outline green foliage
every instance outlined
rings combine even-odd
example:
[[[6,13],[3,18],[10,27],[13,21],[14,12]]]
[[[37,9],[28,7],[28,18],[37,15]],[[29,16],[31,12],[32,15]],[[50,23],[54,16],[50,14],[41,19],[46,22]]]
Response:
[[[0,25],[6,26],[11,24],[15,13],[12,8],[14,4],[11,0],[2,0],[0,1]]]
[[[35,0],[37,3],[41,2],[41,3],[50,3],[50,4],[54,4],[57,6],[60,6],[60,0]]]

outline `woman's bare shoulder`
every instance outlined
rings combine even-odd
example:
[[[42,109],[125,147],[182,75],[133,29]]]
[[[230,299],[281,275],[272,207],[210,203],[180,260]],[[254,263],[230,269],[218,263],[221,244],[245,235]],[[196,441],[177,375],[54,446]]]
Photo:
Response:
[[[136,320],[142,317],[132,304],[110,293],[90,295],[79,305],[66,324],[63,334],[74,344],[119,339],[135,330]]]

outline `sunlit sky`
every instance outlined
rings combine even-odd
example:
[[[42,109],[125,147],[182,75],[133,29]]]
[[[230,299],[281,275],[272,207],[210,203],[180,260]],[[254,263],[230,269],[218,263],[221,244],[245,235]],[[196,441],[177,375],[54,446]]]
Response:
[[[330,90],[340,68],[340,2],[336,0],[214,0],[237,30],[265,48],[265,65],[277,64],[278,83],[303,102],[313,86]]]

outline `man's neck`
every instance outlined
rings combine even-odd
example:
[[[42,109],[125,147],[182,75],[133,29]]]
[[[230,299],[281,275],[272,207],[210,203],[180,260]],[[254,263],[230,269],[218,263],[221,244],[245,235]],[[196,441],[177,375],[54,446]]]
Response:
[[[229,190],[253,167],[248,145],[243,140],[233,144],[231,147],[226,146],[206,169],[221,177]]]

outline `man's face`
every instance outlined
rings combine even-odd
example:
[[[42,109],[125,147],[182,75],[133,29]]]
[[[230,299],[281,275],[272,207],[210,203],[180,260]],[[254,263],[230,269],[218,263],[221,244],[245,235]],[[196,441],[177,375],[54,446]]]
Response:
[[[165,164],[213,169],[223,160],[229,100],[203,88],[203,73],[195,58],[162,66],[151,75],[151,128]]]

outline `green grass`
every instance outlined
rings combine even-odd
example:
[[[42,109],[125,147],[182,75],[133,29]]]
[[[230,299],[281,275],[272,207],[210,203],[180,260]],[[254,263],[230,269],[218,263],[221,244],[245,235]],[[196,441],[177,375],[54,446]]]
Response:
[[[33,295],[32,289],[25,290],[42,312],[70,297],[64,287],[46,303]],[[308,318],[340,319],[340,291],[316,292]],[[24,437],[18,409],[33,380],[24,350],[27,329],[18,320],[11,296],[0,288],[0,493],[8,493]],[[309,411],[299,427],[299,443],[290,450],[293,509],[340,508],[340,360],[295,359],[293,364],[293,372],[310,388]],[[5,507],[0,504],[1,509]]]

◇ ◇ ◇ ◇ ◇ ◇ ◇

From the listing above, extract each line that contains the word "green".

Answer to this exercise
outline green foliage
outline `green grass`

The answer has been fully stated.